4. Hyper-Threading on with memory binding- In an embodiment, a fourth experiment was conducted, wherein four STREAM benchmark jobs comprising 14 threads each and a number of distinct iterations were pinned to the NEGMA nodes. Jobl and Job 3 were executed on the NEGMA node 0, while the Job2 and Job4 were executed on the NEGMA node 1. The available memory bandwidth on a single NEGMA node (that is, either the NEGMA node 1 or the NEGMA node 0) was shared amongst the threads running on that NEGMA node only. If a job finishes on any single NEGMA node, the available memory bandwidth on the NEGMA node is shared amongst threads still running on that node. . Referring to FIG. 11, a comparison of predicted and experimental job completion in execution may be referred.
[077] In an embodiment, a fifth experiment was conducted, wherein the four STREAM benchmark jobs with a different binding sequence, that is, the Jobl and the Job2 pinned to the NEGMA node 0, and the Job3 and the Job4 pinned to the NEGMA node 1. Referring to FIG. 12, the effect on the completion time of the four STREAM benchmark jobs with the different binding sequence may be observed. Referring to FIGS. 11 and 12 together, it may be noted that the different binding sequence affects the overall completion time, wherein changes resulting from the different binding sequence gets reflected in the predicted job completion time by implanting the proposed methodology. Thus, the proposed methodology facilitates finding an optimum binding of batch jobs and memory.
[078] The technical advantages of the proposed disclosure may now be considered in detail. As discussed above, the proposed disclosure provides for predicting the execution time of the set of multi-threaded and memory bandwidth intensive batch jobs. None of the traditional systems and methods have proposed computation of concurrently running memory bandwidth intensive batch workloads (or batch jobs) based upon the memory bandwidth requirement and the distinct service demand of each of the threads in the set of multi threaded and memory bandwidth intensive batch jobs. Further, the proposed disclosure provides for predicting the execution time of the concurrently running memory bandwidth intensive batch workloads with a high-level of prediction accuracy. Referring to FIGS. 7 through 12, it may be noted that the prediction accuracy of the proposed methodology is similar with logical as well as physical cores.

■ Request 1
Answer these questions from the benchmark excerpt above:
(a) How many threads did each STREAM benchmark job comprise in the fourth experiment?
(b) Which figure shows the effect of the different binding sequence on the completion time of the jobs?
(c) With which kinds of cores is the prediction accuracy of the proposed methodology said to be similar?
■ Request 2
Decide whether each statement agrees with the benchmark excerpt above, and support each yes or no with the text's deciding words:
(a) The binding sequence has no effect on the overall completion time.
(b) The disclosure predicts execution time with a high level of prediction accuracy.
(c) The fifth experiment used eight STREAM benchmark jobs.
■ Request 3
Reproduce the benchmark excerpt word for word between "[077] In an" and "jobs and memory.", inclusive.

■ Record set
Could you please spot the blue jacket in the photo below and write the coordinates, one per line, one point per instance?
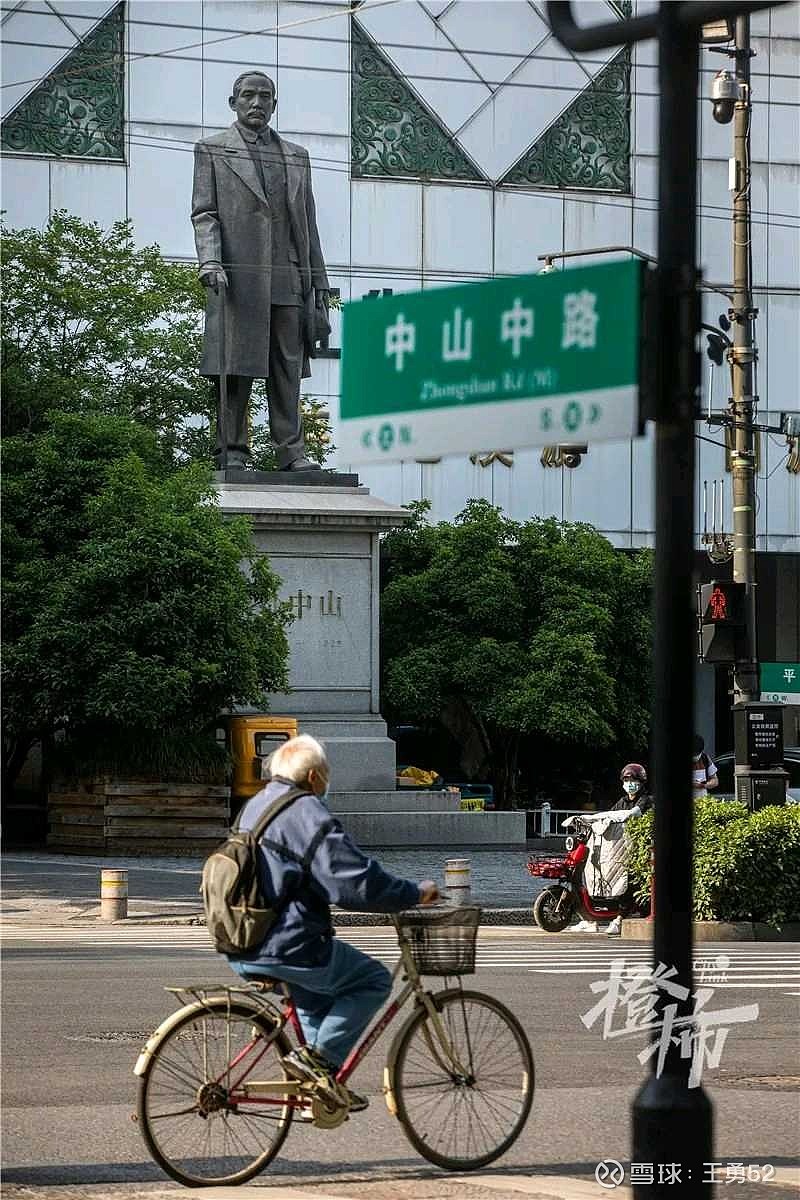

---

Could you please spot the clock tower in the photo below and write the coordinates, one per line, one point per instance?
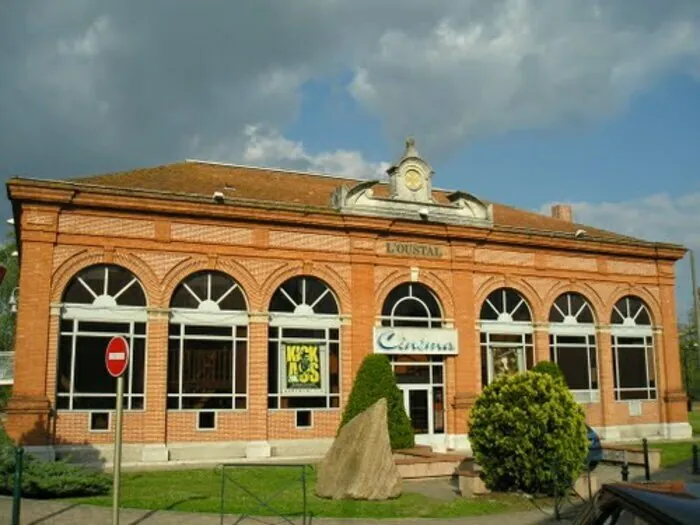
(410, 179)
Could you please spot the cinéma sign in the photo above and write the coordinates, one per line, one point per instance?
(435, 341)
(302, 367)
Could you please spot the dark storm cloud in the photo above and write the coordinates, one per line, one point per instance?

■ Exercise output 1
(a) 14 threads each.
(b) FIG. 12.
(c) Logical as well as physical cores.

■ Exercise output 2
(a) No: "the different binding sequence affects the overall completion time"
(b) Yes: "with a high-level of prediction accuracy"
(c) No: "the four STREAM benchmark jobs with a different binding sequence"

■ Exercise output 3
[077] In an embodiment, a fifth experiment was conducted, wherein the four STREAM benchmark jobs with a different binding sequence, that is, the Jobl and the Job2 pinned to the NEGMA node 0, and the Job3 and the Job4 pinned to the NEGMA node 1. Referring to FIG. 12, the effect on the completion time of the four STREAM benchmark jobs with the different binding sequence may be observed. Referring to FIGS. 11 and 12 together, it may be noted that the different binding sequence affects the overall completion time, wherein changes resulting from the different binding sequence gets reflected in the predicted job completion time by implanting the proposed methodology. Thus, the proposed methodology facilitates finding an optimum binding of batch jobs and memory.